# Excerpts from a location annotation dataset
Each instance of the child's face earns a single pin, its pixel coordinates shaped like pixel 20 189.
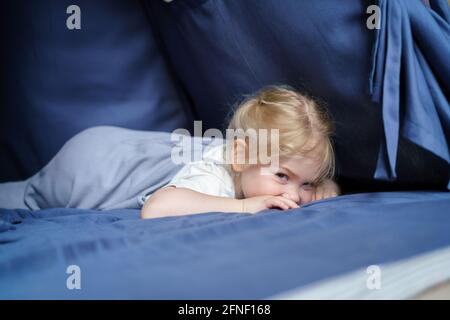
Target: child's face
pixel 292 179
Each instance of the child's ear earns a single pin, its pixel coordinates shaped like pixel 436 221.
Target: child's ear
pixel 239 153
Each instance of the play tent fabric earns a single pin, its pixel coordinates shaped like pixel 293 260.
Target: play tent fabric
pixel 55 82
pixel 325 48
pixel 411 71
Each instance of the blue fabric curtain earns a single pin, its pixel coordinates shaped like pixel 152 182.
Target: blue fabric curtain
pixel 411 78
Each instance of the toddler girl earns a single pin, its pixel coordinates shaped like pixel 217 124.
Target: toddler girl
pixel 302 173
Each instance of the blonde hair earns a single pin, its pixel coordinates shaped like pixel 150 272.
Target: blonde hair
pixel 305 128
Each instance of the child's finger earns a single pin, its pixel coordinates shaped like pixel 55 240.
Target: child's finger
pixel 290 203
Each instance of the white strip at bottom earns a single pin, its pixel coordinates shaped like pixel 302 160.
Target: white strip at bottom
pixel 402 279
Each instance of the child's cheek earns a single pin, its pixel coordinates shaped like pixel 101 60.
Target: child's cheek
pixel 306 196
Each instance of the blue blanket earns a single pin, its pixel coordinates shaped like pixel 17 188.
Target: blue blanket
pixel 213 255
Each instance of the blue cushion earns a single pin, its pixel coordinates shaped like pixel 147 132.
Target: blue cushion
pixel 58 81
pixel 231 48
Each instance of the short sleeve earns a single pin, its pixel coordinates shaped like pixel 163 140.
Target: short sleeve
pixel 204 177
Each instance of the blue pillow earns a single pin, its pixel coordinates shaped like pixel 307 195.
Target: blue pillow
pixel 57 82
pixel 232 48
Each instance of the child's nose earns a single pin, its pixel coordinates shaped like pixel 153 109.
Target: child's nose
pixel 294 196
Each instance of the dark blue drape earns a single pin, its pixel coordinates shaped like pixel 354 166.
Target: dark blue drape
pixel 411 79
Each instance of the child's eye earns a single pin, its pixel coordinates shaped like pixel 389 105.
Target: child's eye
pixel 282 176
pixel 307 186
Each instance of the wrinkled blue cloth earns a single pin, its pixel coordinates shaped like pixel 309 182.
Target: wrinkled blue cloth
pixel 213 255
pixel 411 79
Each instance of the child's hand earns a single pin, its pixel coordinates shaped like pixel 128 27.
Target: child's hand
pixel 259 203
pixel 327 189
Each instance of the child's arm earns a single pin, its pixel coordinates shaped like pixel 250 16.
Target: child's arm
pixel 327 189
pixel 171 201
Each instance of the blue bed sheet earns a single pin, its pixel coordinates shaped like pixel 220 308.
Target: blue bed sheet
pixel 213 255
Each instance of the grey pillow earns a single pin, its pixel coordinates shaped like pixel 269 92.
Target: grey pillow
pixel 100 168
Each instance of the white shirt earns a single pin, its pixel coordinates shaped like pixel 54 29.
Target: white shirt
pixel 209 176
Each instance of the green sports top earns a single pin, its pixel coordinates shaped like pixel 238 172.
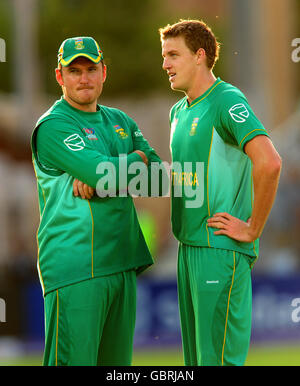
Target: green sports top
pixel 81 239
pixel 211 172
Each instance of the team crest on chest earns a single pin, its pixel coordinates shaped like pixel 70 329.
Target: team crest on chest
pixel 90 134
pixel 194 126
pixel 120 132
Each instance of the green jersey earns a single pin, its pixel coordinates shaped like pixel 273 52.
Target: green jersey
pixel 211 171
pixel 81 239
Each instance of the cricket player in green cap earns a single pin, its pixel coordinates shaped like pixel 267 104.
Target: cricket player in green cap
pixel 89 250
pixel 236 168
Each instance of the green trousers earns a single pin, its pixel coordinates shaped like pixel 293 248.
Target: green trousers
pixel 92 322
pixel 215 304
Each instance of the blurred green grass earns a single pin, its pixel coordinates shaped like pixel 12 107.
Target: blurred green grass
pixel 258 356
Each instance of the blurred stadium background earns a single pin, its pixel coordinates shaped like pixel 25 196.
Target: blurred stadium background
pixel 256 55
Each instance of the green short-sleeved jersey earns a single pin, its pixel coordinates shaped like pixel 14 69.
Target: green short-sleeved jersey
pixel 81 239
pixel 207 145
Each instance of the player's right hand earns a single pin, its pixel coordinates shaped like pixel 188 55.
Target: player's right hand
pixel 83 190
pixel 142 155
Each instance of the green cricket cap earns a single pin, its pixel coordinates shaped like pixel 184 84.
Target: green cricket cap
pixel 72 48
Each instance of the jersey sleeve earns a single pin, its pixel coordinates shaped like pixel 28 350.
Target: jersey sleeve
pixel 237 123
pixel 61 148
pixel 158 177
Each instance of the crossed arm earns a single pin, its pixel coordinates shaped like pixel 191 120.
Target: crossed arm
pixel 86 191
pixel 266 172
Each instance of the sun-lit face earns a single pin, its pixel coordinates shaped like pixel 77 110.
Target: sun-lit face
pixel 180 63
pixel 82 83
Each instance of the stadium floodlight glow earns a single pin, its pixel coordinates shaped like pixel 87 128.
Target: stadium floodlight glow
pixel 2 50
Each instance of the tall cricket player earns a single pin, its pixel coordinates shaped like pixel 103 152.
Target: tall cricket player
pixel 218 241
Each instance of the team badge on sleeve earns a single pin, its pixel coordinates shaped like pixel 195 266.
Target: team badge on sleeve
pixel 74 142
pixel 120 131
pixel 239 113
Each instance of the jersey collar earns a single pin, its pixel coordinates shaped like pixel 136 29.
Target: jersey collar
pixel 204 95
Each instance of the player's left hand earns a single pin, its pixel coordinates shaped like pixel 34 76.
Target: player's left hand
pixel 82 189
pixel 232 227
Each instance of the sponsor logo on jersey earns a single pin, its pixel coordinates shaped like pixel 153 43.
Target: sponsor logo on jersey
pixel 194 126
pixel 239 113
pixel 120 131
pixel 79 44
pixel 74 142
pixel 90 134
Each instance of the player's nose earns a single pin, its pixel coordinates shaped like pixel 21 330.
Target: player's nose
pixel 165 64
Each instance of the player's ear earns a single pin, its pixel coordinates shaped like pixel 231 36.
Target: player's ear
pixel 201 54
pixel 58 75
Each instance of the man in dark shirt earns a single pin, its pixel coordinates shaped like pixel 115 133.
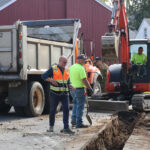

# Aim
Please show every line in the records above that contains the word "sports", copying each line in full.

# Final result
Each instance of the green sports top earns a single pin, its pixel coordinates shaped like pixel 238 172.
Target: green sports top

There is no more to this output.